SET PROBLEM -
Rewrite every line of the material below as a JSON array of strings, one string per line, omitting blank lines.

--- START OF RECORDS FOR PROCESSING ---

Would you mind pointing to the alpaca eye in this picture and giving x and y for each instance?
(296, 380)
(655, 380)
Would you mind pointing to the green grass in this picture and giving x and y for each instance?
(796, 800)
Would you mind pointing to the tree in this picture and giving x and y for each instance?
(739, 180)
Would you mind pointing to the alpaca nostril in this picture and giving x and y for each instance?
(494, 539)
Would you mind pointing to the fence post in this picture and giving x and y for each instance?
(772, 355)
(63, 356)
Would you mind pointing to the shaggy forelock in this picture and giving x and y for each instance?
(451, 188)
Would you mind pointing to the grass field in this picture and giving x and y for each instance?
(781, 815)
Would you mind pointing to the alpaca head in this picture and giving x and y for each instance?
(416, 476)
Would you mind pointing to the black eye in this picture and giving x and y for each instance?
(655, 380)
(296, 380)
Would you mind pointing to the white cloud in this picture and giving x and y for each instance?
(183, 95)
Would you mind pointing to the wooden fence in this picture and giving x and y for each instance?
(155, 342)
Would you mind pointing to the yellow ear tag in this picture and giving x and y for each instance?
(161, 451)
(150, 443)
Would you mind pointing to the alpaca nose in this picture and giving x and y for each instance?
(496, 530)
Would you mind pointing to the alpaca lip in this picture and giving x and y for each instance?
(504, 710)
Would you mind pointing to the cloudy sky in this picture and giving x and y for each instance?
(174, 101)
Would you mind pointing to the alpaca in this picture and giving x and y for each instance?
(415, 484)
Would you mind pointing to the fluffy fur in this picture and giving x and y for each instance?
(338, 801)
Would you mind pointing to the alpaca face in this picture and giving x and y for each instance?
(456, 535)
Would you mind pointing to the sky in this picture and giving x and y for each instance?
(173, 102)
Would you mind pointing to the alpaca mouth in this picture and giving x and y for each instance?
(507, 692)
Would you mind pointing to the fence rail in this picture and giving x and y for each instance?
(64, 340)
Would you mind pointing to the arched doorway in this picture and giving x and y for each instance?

--- END OF RECORDS FOR PROCESSING ---

SOLUTION TO THIS EXERCISE -
[
  "Would you mind pointing to the alpaca eye in this picture and giving x and y for each instance?",
  "(296, 380)",
  "(655, 380)",
  "Would you mind pointing to the green grass in this picture and giving x and y for each instance?",
  "(796, 800)",
  "Would you mind pointing to the tree in this picture and giving x and y for each instance?",
  "(739, 180)",
  "Would you mind pointing to the alpaca nostril in this picture and giving x and y for each instance?",
  "(494, 539)",
  "Would you mind pointing to the fence post in this picture and giving x and y for each instance?",
  "(772, 355)",
  "(63, 356)",
  "Would you mind pointing to the shaggy forelock in this picture and giving x and y for each instance?",
  "(451, 188)",
  "Would you mind pointing to the grass field in this picture and giving x and y for each instance?",
  "(781, 815)",
  "Would you mind pointing to the alpaca head in this picture and giving x and y for each instance?",
  "(416, 476)",
  "Would you mind pointing to the black eye in this picture and giving x and y for each instance?",
  "(655, 380)",
  "(296, 380)",
  "Would you mind pointing to the white cloud in this picture and giving x and y for each instance?",
  "(183, 95)",
  "Would you mind pointing to the wooden fence in this picture and giving x and y for each instance?",
  "(155, 342)",
  "Would you mind pointing to the yellow ear tag in this picture and giving x and y for each instance?",
  "(161, 451)",
  "(150, 443)",
  "Would you mind pointing to the alpaca nose in this picture and giving x and y for each instance?",
  "(496, 530)",
  "Would you mind pointing to the alpaca lip in this picture and giving x and y for each instance?",
  "(504, 710)",
  "Would you mind pointing to the cloudy sky in this picture and giving x and y for each instance?",
  "(174, 101)",
  "Would you mind pointing to the alpaca in this picture and giving x and y for each instance?",
  "(415, 484)",
  "Would you mind pointing to the fluffy fur in this picture and giving x and y for each instance?",
  "(338, 801)",
  "Would you mind pointing to the alpaca face in this picture and giving x and y for each instance?",
  "(456, 535)",
  "Would you mind pointing to the sky in this picture and giving x and y for each instance?",
  "(173, 102)",
  "Would you mind pointing to the alpaca mouth in this picture and giving x and y for each instance?",
  "(507, 692)",
  "Would you mind pointing to the fence rail in this picture and giving x and y for each instance?",
  "(64, 340)",
  "Would you mind pointing to the arched doorway in this picture and giving x and y for each instance?"
]